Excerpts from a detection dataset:
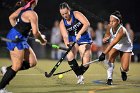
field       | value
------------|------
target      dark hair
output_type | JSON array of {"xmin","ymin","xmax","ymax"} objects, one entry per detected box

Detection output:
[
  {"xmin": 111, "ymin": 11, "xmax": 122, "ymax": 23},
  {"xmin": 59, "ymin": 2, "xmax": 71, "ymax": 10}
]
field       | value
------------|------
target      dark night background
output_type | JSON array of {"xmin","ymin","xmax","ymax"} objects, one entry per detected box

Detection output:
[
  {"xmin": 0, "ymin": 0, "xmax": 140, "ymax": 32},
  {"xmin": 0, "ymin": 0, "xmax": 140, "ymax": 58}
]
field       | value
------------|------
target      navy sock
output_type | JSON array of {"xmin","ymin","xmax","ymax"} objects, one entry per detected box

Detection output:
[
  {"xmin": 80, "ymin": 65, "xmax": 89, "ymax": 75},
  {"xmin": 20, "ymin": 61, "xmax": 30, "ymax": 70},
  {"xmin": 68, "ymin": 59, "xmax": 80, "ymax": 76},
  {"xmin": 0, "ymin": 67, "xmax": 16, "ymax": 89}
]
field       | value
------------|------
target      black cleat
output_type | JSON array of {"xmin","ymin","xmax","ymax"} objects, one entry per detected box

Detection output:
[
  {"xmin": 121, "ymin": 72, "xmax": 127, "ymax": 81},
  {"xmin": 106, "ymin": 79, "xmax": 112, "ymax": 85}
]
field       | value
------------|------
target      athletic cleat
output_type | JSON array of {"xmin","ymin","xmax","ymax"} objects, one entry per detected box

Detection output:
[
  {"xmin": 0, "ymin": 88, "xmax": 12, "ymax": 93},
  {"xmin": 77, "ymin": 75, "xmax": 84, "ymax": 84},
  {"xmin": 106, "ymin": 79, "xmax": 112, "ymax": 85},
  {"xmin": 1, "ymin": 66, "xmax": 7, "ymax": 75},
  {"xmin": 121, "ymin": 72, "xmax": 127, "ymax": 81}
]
==
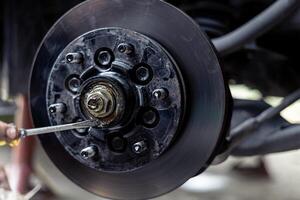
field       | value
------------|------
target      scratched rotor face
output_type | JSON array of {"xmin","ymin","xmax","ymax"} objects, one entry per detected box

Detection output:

* **Task instructions**: How many lines in the records contain the string "cleat"? Match case exactly and reply with the number alone.

* **Solved problem**: 2